In the stretch of records from the line containing "Show me the bounding box of the moored" through the line containing "243;109;405;229", rename "bounding box" to "enclosing box" and give those lines again with nothing else changed. Leave the pictures out of your answer.

→ **Records**:
= = = = =

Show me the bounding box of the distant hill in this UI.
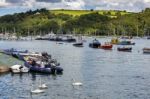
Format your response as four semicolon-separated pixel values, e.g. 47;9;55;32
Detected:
50;9;131;17
0;8;150;36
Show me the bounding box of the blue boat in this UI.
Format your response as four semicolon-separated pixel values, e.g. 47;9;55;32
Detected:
3;48;28;55
118;41;135;45
89;39;101;48
24;61;63;74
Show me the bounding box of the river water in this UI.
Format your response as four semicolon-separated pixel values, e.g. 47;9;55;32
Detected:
0;38;150;99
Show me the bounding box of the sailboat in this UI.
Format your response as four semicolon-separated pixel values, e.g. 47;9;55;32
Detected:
39;79;48;89
72;79;83;86
73;37;83;47
30;84;45;94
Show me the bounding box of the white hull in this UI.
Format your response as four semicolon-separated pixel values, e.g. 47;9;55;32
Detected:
10;65;29;73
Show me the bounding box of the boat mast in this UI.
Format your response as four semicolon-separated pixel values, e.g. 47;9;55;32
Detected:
136;24;139;37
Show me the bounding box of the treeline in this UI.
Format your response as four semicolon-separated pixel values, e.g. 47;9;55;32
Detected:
0;8;150;36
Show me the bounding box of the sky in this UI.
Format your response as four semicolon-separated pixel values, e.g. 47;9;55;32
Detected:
0;0;150;16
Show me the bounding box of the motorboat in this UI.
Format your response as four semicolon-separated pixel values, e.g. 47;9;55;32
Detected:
100;42;113;49
10;65;29;73
118;41;135;45
89;39;101;48
143;48;150;54
73;42;83;47
117;47;132;52
111;38;119;44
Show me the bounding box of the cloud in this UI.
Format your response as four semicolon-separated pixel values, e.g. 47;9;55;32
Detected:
36;0;62;3
0;0;150;11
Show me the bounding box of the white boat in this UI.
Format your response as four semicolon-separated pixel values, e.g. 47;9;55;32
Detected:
39;78;48;89
31;89;45;94
10;65;29;73
39;84;48;89
72;79;83;86
143;48;150;54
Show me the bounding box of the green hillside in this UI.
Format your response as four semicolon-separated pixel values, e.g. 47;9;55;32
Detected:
50;9;130;16
0;8;150;36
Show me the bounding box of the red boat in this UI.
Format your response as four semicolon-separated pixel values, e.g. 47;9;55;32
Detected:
117;47;132;52
100;43;113;49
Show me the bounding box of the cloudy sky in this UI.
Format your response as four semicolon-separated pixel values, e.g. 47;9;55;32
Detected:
0;0;150;15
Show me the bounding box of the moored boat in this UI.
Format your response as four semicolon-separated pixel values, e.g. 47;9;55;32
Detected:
117;47;132;52
10;65;29;73
73;43;83;47
89;39;101;48
111;38;119;44
143;48;150;54
100;42;113;49
118;41;135;45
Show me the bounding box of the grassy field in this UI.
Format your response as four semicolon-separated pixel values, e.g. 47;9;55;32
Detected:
51;10;129;17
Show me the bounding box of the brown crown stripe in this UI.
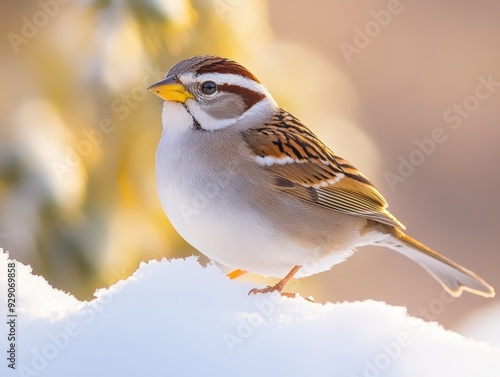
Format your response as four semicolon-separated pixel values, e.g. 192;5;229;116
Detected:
196;59;260;83
219;84;266;111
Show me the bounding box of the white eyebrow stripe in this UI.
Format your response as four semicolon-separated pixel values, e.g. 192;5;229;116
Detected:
179;73;269;97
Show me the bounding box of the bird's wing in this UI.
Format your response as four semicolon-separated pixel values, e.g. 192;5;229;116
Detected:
243;110;405;229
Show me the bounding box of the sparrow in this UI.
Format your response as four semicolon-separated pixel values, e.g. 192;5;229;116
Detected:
148;56;495;297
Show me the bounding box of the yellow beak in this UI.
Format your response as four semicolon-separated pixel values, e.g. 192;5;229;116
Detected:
148;76;194;103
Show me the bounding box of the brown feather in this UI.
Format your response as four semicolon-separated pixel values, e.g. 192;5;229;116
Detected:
243;109;405;229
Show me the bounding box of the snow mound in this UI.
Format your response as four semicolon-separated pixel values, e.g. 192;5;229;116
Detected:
0;250;500;377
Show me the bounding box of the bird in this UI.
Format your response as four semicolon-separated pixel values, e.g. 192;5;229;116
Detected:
148;55;495;297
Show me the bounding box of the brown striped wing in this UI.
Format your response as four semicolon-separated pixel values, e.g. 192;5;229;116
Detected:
243;110;404;229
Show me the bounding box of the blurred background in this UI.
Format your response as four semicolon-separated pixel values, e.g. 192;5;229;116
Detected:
0;0;500;329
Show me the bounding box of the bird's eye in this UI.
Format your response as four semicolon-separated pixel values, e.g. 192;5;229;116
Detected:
201;81;217;95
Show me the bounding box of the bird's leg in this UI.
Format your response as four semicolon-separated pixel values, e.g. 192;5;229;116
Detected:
248;266;302;298
226;268;247;280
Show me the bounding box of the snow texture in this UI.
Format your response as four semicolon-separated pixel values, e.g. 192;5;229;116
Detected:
0;253;500;377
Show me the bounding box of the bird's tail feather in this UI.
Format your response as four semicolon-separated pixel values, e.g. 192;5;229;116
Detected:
377;228;495;297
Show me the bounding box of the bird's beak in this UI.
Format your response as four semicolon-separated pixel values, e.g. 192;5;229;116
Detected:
148;76;194;103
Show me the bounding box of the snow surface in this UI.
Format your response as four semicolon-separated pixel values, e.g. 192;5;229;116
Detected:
0;253;500;377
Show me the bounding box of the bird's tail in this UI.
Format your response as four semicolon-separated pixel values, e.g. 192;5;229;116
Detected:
376;228;495;297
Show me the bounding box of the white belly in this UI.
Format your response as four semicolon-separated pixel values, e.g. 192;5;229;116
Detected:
156;131;352;277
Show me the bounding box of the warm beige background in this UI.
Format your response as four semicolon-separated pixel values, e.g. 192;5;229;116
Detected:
0;0;500;328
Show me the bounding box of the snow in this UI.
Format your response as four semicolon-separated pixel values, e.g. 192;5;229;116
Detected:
0;248;500;377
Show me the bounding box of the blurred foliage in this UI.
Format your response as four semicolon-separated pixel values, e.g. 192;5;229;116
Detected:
0;0;377;298
0;0;282;298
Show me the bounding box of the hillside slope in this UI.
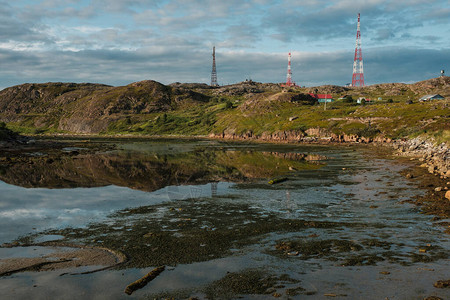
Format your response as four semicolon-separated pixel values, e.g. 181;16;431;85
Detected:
0;77;450;141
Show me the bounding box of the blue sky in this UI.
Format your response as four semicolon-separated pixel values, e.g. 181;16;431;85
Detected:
0;0;450;88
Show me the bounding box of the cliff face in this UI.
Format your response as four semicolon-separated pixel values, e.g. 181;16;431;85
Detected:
0;77;450;137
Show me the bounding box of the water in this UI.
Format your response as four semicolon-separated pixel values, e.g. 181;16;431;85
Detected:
0;140;450;299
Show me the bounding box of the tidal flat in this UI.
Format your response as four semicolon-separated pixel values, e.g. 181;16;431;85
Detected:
0;139;450;299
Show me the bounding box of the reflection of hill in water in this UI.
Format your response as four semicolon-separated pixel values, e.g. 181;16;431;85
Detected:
0;150;320;191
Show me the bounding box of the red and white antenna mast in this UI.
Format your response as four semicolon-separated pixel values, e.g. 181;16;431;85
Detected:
283;52;295;86
211;46;219;86
352;13;364;86
286;52;292;86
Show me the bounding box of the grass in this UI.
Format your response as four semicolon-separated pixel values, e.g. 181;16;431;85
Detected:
3;81;450;143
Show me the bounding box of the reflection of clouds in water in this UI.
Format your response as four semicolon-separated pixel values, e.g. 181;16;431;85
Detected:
0;182;167;244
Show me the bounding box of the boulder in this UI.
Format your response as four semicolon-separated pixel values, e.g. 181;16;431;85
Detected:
445;191;450;200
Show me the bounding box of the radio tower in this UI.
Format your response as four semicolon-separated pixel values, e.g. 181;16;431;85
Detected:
211;46;219;86
283;52;295;86
352;13;364;86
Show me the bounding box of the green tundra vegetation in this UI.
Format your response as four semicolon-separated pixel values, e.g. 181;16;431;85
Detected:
0;77;450;143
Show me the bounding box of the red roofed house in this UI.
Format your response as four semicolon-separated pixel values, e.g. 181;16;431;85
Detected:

= = = = =

→ **Result of the task**:
Show me the enclosing box of the moored boat in this UI.
Format your response as four semicolon-separated pixel values, e.g. 47;9;55;32
Detected:
117;47;132;52
10;65;29;73
73;43;83;47
89;39;101;48
111;38;119;44
143;48;150;54
100;42;113;49
118;41;135;45
Show me the enclosing box of the grassy field in this UI.
Format your response as four semicolon-separated pixel values, e.g. 47;9;55;32
Detected:
51;10;129;17
Show me the enclosing box of the brown crown stripe in this UI.
Format your response as four semicolon-separated pixel values, e.g. 192;5;229;116
Detected:
196;59;260;83
219;84;266;111
Show me the enclosing box of the white eyebrow stripe in this UI.
Format your response as four semicolon-separated pixel values, e.g. 192;5;229;116
Detected:
179;73;269;97
Show me the enclosing box of the bird's wing in this UI.
Format your response as four semicolon-separated pixel values, e.g. 192;5;229;116
Detected:
243;110;405;229
Show me the enclosing box of the sparrow in this UI.
Format your response as four semicolon-separated pixel values, e.g. 192;5;229;116
Detected:
148;56;495;297
Show me the enclosing box of the yellow beak in this UI.
Format your response as four semicolon-separated pixel values, e.g. 192;5;229;116
Detected:
148;76;194;103
Show me the enclosing box of the brown feather in this UI.
Format your response as four semicolon-separated pixel values, e.g. 192;5;229;116
Detected:
243;109;405;229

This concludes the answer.